Problem description » Output exactly, please, the lines of the records below from the one containing "Exercise. Mark the crowd" through the final line.

Supplied material »
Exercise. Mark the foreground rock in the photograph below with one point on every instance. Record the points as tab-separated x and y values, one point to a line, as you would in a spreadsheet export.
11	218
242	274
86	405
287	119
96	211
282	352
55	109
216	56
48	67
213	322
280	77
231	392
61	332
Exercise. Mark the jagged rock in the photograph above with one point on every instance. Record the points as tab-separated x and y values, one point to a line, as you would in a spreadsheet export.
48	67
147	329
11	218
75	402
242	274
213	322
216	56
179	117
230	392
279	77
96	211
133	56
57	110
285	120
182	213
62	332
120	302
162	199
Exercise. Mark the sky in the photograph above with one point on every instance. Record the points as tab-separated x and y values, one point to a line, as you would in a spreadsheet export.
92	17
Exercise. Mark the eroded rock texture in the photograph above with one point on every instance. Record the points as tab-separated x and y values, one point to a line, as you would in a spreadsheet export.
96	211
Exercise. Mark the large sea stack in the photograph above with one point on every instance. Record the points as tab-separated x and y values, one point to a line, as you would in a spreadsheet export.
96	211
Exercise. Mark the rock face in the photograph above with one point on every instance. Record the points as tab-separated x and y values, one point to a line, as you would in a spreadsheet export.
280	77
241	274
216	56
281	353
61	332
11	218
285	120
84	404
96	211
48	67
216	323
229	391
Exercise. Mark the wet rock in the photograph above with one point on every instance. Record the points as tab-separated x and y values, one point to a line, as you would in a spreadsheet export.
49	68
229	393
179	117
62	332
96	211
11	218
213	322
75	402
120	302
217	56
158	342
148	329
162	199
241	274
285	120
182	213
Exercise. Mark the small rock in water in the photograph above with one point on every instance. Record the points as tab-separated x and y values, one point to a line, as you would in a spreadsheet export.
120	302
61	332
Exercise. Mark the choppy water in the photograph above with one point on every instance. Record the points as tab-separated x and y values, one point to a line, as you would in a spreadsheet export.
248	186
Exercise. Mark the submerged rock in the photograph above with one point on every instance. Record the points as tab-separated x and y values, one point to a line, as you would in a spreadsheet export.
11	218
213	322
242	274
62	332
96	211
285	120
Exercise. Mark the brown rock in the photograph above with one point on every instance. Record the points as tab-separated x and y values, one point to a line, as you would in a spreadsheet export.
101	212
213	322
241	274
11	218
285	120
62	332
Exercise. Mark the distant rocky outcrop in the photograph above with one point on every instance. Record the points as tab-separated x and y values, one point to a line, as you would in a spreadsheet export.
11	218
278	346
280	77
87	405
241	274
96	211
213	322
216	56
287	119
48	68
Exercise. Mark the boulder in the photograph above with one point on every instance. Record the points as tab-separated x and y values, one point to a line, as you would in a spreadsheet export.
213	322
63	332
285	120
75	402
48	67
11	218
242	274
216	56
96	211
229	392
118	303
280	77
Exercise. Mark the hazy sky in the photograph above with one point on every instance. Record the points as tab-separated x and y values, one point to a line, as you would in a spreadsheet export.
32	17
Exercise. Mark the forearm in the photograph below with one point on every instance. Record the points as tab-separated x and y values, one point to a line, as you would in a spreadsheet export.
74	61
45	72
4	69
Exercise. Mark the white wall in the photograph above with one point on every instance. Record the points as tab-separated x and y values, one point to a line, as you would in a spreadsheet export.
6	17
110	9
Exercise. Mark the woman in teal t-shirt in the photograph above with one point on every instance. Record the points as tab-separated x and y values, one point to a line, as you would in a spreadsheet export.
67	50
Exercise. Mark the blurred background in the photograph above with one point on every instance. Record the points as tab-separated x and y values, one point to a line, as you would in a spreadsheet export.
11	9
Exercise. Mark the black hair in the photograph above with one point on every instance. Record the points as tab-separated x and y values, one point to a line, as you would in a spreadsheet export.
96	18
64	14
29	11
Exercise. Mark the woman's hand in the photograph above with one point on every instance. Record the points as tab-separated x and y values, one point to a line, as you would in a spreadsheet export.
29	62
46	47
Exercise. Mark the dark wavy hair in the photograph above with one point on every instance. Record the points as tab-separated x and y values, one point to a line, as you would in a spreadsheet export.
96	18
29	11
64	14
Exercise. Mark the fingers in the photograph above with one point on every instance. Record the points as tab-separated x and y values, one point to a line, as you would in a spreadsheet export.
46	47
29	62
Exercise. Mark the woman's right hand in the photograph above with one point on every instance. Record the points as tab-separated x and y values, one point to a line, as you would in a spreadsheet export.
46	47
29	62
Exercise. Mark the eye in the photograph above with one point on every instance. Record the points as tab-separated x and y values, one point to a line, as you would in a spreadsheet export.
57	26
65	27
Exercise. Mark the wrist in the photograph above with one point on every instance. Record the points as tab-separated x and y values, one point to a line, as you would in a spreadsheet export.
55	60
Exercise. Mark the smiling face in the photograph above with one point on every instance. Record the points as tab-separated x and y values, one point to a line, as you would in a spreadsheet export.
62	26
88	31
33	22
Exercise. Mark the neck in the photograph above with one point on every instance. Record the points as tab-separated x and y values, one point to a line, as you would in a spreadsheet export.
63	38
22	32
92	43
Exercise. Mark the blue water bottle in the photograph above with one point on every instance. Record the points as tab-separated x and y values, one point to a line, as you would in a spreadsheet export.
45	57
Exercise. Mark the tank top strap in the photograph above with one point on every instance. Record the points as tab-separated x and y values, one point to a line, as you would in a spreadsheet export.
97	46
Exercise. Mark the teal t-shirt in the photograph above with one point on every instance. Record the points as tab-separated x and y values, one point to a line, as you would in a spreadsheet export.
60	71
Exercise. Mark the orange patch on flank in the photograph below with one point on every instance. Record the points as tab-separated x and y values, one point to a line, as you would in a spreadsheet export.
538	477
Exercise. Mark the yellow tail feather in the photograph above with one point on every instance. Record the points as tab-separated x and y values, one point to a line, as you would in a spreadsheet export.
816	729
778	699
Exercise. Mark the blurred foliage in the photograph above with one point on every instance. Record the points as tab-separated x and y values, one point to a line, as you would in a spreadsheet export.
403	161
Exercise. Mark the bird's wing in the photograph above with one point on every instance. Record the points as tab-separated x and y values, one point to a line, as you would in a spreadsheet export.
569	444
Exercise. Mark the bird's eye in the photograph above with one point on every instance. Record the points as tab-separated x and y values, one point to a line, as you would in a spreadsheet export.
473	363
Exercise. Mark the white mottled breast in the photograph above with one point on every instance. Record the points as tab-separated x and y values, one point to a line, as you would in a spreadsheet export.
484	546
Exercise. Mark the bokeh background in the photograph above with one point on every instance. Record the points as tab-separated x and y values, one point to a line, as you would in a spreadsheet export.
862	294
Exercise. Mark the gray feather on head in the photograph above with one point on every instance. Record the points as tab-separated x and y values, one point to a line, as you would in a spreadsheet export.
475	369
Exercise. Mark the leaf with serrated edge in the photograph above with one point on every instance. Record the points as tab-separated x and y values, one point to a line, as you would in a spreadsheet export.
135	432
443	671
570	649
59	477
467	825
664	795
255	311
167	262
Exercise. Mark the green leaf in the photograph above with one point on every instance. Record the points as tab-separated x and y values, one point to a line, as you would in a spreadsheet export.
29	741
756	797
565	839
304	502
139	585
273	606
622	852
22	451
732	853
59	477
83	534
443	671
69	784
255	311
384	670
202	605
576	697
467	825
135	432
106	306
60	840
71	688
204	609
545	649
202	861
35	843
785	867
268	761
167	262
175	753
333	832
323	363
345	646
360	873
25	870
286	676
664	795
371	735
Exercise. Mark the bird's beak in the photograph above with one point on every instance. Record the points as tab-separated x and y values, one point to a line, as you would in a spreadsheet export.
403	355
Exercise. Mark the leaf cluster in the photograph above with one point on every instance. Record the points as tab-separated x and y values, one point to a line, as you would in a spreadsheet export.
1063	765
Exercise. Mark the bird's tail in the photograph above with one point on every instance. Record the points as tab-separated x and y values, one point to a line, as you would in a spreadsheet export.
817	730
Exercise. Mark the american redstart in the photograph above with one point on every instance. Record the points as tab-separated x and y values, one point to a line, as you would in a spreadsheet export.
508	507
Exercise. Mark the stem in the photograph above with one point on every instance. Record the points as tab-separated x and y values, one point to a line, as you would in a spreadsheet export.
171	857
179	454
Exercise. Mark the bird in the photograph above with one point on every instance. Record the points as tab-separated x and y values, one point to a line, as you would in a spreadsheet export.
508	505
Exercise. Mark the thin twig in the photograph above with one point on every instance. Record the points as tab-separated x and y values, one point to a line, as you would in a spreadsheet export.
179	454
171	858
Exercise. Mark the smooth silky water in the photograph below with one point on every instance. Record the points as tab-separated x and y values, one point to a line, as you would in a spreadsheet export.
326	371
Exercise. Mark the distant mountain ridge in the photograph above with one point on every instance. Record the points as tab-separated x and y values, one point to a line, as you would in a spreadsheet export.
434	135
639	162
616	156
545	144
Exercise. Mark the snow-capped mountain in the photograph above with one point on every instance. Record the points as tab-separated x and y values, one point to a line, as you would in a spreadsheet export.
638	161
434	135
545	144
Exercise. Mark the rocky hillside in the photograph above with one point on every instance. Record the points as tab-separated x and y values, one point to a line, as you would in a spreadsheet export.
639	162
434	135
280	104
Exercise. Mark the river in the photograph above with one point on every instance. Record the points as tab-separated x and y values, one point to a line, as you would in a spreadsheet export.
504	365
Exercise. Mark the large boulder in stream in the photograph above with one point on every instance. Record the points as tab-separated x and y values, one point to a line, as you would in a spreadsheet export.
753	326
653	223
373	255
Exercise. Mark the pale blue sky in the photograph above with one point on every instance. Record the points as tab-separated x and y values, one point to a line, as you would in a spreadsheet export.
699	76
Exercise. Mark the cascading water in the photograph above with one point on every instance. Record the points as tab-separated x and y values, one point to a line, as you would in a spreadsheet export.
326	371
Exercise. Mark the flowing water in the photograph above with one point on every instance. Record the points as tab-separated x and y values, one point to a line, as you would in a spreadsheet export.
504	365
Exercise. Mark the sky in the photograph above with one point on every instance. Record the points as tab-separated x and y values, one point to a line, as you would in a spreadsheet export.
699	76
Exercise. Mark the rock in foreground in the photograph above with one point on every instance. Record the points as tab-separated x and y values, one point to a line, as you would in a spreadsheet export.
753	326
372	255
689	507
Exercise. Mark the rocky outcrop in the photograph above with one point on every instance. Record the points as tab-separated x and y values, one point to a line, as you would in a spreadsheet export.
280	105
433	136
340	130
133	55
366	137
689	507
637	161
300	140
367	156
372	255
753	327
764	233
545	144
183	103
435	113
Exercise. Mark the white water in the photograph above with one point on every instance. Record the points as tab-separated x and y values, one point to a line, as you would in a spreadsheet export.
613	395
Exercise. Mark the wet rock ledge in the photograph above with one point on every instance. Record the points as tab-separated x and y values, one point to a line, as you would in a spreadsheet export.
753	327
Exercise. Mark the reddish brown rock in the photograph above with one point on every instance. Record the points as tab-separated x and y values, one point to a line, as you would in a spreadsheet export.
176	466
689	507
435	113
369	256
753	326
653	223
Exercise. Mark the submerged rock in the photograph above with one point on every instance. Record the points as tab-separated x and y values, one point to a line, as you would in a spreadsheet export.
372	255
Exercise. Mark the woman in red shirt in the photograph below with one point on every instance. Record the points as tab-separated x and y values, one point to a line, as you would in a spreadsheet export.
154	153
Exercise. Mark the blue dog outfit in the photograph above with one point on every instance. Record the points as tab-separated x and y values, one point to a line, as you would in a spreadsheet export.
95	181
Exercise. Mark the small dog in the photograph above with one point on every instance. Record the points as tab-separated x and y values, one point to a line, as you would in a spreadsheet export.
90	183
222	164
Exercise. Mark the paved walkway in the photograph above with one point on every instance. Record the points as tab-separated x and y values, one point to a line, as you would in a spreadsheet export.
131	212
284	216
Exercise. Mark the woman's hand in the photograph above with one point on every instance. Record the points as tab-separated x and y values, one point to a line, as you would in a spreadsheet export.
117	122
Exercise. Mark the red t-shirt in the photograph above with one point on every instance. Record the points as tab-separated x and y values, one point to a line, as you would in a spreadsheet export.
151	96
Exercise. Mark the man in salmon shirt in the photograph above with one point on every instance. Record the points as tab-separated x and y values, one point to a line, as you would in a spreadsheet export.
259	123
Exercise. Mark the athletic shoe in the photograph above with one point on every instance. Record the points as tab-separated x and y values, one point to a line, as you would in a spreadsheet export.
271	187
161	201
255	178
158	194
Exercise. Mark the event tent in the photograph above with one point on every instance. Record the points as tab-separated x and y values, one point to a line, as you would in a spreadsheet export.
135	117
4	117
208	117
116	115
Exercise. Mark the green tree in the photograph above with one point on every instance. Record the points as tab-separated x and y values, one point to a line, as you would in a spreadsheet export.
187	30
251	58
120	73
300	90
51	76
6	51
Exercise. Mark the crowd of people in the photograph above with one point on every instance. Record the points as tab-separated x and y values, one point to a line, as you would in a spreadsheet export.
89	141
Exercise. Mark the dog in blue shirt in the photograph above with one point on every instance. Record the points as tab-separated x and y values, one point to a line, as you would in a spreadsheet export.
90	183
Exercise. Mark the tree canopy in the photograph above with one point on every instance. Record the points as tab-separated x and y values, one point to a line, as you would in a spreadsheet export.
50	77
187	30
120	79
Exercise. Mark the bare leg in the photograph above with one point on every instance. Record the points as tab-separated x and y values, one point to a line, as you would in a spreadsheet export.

Complete response »
Exercise. Mark the crowd of people in the photograph above with one point on every instance. Record the points as tab-separated x and y values, one point to a line, as you would in a spreadsheet export.
89	141
Exercise. Mark the dog in blue shirt in the photograph above with one point on every instance. Record the points as tab-separated x and y values, one point to a line, as you would in a spreadsheet export.
90	183
Exercise. Mark the tree canopy in the photograph above with one point on every instance. Record the points as tab-separated x and y values, one point to a line, as you would in a spreadsheet export.
50	77
187	30
120	79
Exercise. Mark the bare leg in the photograph above with one point on every instance. Record the points as tab-separated x and y values, one point to a line, as you would in a spreadsheet export.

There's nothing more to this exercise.